THERE has been a softening in NHS Shetland’s stance on its controversial travel policy, which might ultimately result in the health board ditching plans to make an overnight ferry trip the default option for patients.
Following a private board meeting at Montfield in Lerwick on Tuesday at which a potential improved deal with airline Loganair was discussed, chairman Ian Kinniburgh said it was now recognised that the initial £1 million-a-year savings target was overly optimistic.
With Loganair making an offer that could save NHS Shetland a considerable six-figure sum on airfares – it currently spends £2.7 million a year on patient travel – it now appears to be a question of whether the savings gap between the two options can be narrowed sufficiently.
It is understood the estimated savings have now been downgraded to around £600,000 and could yet drop further, while Loganair’s offer could save the health board a guaranteed £250,000 annually.
In March the board voted 6-4 to make NorthLink ferry journeys the preferred option for most patients attending appointments and treatment in Aberdeen.
But following a considerable public outcry in recent weeks, Kinniburgh told reporters after Tuesday’s meeting that there “could be an alternative solution”.
Further talks with Loganair are planned on Wednesday, though the chairman said he had “no regrets” that the board voted the way it did last month. He also insisted the decision to press ahead with the policy – prior to conducting detailed research into the implications – had not been a negotiating ploy.
“It’s fair to say that we have been in discussions with Loganair and they have put an offer on the table for us,” Kinniburgh said. “It clearly falls significantly short of the amount that we’d hope to release by transferring patients to boat travel, but nevertheless it is a significant offer and I’m really pleased that they’ve done that.
“Hopefully we can give a degree of reassurance that they aren’t wasting their time trying to do a deal with NHS Shetland.
“We fully acknowledge that removing a significant number of people from their regular business will potentially have a destabilising effect and that that could have a knock-on impact for the whole of Shetland.”
The commercially sensitive nature of the deal was the reason why the board debated the travel policy update behind closed doors. Board members Malcolm Bell and Andy Glen had unsuccessfully urged Kinniburgh to hold at least part of the discussion in public.
The policy, Kinniburgh said, had initially been based on an assumption that 80 per cent of patients would travel by boat and 20 per cent by plane.
Now the matter has been looked into in more detail, it has become apparent that the savings will be some way shy of £1 million – primarily because a higher proportion of patients would still need to travel by plane.
“Several things have shifted,” Kinniburgh said. “Grampian have shifted their stance [on looking at the volume of appointments given to Shetland patients], Loganair have shifted their stance, clinicians have helped us clarify what some of the clinical things are. The public have quite rightly raised a number of other things around potential social exemptions.”

Point localization data
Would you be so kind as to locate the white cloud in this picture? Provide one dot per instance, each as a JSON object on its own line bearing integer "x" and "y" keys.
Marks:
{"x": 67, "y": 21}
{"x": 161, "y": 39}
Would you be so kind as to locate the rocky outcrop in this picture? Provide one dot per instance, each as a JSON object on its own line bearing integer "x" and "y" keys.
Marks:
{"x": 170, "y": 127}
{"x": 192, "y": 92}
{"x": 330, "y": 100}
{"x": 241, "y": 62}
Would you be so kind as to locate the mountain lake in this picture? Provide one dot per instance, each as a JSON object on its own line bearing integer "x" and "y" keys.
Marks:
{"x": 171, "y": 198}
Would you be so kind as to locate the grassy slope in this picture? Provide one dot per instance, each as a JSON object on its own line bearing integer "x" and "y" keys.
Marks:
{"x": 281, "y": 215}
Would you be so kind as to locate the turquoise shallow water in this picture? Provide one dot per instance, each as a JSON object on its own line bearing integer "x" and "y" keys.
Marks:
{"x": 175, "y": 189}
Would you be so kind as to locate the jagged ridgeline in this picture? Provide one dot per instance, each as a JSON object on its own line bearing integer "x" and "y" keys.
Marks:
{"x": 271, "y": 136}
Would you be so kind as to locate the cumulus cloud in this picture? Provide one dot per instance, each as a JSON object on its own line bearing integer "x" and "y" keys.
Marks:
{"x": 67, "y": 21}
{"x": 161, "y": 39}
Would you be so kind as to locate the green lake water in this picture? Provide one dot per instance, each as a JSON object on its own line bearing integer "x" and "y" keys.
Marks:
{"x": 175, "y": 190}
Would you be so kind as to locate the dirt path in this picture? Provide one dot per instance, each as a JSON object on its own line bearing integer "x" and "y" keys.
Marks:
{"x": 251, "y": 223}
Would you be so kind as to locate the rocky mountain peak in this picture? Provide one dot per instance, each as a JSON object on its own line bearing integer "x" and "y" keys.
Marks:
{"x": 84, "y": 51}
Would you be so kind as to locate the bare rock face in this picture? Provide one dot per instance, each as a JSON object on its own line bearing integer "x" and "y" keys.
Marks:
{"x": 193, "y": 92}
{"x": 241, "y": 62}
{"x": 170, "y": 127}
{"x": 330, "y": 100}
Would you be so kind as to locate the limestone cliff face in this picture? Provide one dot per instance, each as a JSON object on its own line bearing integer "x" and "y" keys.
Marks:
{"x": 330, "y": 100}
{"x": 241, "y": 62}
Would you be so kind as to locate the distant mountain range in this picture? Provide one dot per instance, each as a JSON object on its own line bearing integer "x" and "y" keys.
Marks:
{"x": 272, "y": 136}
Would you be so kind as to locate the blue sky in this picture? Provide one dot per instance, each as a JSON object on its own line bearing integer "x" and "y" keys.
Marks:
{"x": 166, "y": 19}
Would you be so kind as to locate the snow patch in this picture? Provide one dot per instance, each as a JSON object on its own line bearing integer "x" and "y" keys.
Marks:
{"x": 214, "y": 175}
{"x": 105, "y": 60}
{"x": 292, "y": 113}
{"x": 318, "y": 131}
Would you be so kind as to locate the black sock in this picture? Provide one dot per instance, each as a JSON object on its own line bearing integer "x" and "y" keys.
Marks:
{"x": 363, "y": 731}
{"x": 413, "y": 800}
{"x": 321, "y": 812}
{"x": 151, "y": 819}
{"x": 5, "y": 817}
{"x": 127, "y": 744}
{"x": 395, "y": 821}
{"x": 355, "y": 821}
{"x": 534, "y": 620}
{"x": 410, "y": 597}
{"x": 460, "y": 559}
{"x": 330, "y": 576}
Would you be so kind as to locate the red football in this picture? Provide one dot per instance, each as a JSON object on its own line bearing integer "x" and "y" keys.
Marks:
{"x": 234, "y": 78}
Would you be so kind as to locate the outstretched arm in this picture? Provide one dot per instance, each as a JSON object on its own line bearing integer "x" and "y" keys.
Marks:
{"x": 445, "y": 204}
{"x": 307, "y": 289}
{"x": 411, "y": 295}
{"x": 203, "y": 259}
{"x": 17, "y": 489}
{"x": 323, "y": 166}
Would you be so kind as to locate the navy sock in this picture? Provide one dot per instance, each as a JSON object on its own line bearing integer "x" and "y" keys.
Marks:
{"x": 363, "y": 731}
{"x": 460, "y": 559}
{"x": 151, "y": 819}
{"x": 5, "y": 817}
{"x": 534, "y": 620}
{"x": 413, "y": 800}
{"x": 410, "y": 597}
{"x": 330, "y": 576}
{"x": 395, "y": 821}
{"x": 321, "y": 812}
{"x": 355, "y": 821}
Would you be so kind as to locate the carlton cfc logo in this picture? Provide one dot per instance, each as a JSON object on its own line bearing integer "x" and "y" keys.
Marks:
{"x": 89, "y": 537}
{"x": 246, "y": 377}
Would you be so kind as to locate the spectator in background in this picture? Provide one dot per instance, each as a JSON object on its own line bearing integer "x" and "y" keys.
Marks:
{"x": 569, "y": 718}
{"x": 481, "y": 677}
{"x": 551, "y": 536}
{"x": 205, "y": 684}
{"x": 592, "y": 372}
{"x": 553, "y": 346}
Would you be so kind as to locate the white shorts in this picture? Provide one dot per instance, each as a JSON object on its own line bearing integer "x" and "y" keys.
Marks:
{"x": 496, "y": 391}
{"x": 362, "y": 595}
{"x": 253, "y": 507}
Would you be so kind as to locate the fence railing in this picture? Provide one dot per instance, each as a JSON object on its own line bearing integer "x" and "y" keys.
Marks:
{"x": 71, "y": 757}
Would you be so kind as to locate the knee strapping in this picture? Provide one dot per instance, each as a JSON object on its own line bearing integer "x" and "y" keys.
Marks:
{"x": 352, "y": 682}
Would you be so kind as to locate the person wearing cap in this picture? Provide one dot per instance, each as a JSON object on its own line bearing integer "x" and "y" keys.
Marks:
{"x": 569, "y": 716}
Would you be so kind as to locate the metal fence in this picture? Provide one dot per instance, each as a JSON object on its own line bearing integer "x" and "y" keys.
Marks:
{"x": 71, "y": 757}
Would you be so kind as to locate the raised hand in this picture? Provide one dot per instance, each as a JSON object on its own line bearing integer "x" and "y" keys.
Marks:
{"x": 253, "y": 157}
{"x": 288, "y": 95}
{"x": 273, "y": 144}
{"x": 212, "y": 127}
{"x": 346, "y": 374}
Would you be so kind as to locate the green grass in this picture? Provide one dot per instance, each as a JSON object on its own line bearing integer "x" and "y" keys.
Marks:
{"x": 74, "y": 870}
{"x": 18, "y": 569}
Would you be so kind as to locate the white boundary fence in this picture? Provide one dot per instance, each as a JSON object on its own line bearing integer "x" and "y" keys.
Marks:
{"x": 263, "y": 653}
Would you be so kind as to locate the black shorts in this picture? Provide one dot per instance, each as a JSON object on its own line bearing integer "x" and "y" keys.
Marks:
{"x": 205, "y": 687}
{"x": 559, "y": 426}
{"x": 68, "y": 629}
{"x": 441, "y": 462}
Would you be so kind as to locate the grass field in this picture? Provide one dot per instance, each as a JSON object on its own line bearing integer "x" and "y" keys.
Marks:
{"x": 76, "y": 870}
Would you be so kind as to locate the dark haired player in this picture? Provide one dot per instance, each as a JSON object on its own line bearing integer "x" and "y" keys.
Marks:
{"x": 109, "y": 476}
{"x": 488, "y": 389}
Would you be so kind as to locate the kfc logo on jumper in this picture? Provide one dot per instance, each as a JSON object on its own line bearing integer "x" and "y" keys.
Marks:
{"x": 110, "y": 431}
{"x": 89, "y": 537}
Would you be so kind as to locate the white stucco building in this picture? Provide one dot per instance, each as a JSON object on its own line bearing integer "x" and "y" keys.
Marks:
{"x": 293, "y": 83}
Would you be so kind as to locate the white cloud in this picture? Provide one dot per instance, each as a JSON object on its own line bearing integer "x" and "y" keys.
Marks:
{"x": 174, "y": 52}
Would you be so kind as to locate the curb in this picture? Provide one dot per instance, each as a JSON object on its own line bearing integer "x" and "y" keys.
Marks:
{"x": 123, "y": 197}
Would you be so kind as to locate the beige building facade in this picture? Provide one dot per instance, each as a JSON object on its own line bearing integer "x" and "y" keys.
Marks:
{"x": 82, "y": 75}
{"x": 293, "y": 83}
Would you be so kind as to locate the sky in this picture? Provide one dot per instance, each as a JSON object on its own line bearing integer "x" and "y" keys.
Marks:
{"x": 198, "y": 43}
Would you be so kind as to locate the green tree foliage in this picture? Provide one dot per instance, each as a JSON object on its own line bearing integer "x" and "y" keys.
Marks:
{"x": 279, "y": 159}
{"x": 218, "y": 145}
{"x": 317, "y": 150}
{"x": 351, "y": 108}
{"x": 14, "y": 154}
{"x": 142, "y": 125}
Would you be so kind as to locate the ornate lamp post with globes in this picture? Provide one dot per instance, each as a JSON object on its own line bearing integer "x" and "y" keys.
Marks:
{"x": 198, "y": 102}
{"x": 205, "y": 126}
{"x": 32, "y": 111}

**Requirement**
Carry on the article about NHS Shetland's patient travel policy from its last paragraph. The rows are not needed for what comes next.

**Result of the exercise**
He continued: “It’s likely the savings would still be considerable. I’d be surprised if Loganair could match that, but if the gap isn’t as substantial… then it is possible that the board would reconsider its decision.”
Kinniburgh accepted it was a “money-saving initiative” rather than one that was best for patients but, with costs having been regularly trimmed amid public spending cutbacks, the alternative would be some major cuts to clinical services within the islands.
Bell said after the meeting that he was encouraged by the shift in thinking among board members.
“It would appear that the initial target, as I always suspected, has now been revised downwards,” he said. “I just don’t see it, in practice, making the savings that have been proposed, but in any event I do not believe it is appropriate to remove choice from patients.
“Clearly the board does have to save money, and I’m encouraged by how the meeting went today – and I look forward to it coming back to another board meeting soon.”
NHS Shetland faces making the biggest percentage cut of any health board in Scotland in the 2016/17 financial year and Kinniburgh added it was “not one where we have obvious answers”.
He said more would be done to encourage Grampian to minimise clinical appointments for patients where the option of a phone call or videoconference might suffice, but that process “will still take several years”.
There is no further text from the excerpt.